> _EXERCISE OBJECTIVE_
Copy out the passage below about living with a rare cancer as an AYA in full, word for word.

> _SOURCE PASSAGE_
________
Being an AYA is a unique experience—especially when you have a rare cancer like me. AYA cancer is rare, and then I have a rare cancer on top of that. How do I hate thee cancer? Let me count the ways.
Wait, I can’t quote/butcher Shakespeare like that. I don’t want my high school English teacher to come hunt me down (Mr. S was a big guy!), so let me use something not cribbed from the most quoted author in the English language: Cancer is made of six letters that take the breath out of you. For most AYAs, the things that did that to them before diagnosis were probably one of these: “We need to talk,” “Come into my office, let’s talk,” or for me, “You’ve failed this class.” Those are, as I like to say, the big three worries most nondisabled AYAs have: love, work, and/or school. When cancer appears, if cancer is your first big medical issue, you will be rudderless and you will have no idea what to do—most people learn on the fly. When dealing with it, some of us have our parents, some of us have our chosen families, and some of us will cobble together our own support systems through cancer communities—but no matter what you do, you need something so you don’t have steam blowing out of your ears like a cartoon.
________
> _SOURCE DATA_
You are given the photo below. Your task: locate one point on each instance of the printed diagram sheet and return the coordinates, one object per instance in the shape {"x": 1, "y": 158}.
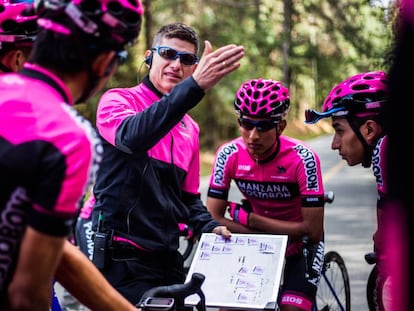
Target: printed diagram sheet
{"x": 243, "y": 272}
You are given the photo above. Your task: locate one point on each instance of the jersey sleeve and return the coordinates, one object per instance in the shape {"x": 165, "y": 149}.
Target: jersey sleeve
________
> _TASK SOLUTION_
Being an AYA is a unique experience—especially when you have a rare cancer like me. AYA cancer is rare, and then I have a rare cancer on top of that. How do I hate thee cancer? Let me count the ways.
Wait, I can’t quote/butcher Shakespeare like that. I don’t want my high school English teacher to come hunt me down (Mr. S was a big guy!), so let me use something not cribbed from the most quoted author in the English language: Cancer is made of six letters that take the breath out of you. For most AYAs, the things that did that to them before diagnosis were probably one of these: “We need to talk,” “Come into my office, let’s talk,” or for me, “You’ve failed this class.” Those are, as I like to say, the big three worries most nondisabled AYAs have: love, work, and/or school. When cancer appears, if cancer is your first big medical issue, you will be rudderless and you will have no idea what to do—most people learn on the fly. When dealing with it, some of us have our parents, some of us have our chosen families, and some of us will cobble together our own support systems through cancer communities—but no matter what you do, you need something so you don’t have steam blowing out of your ears like a cartoon.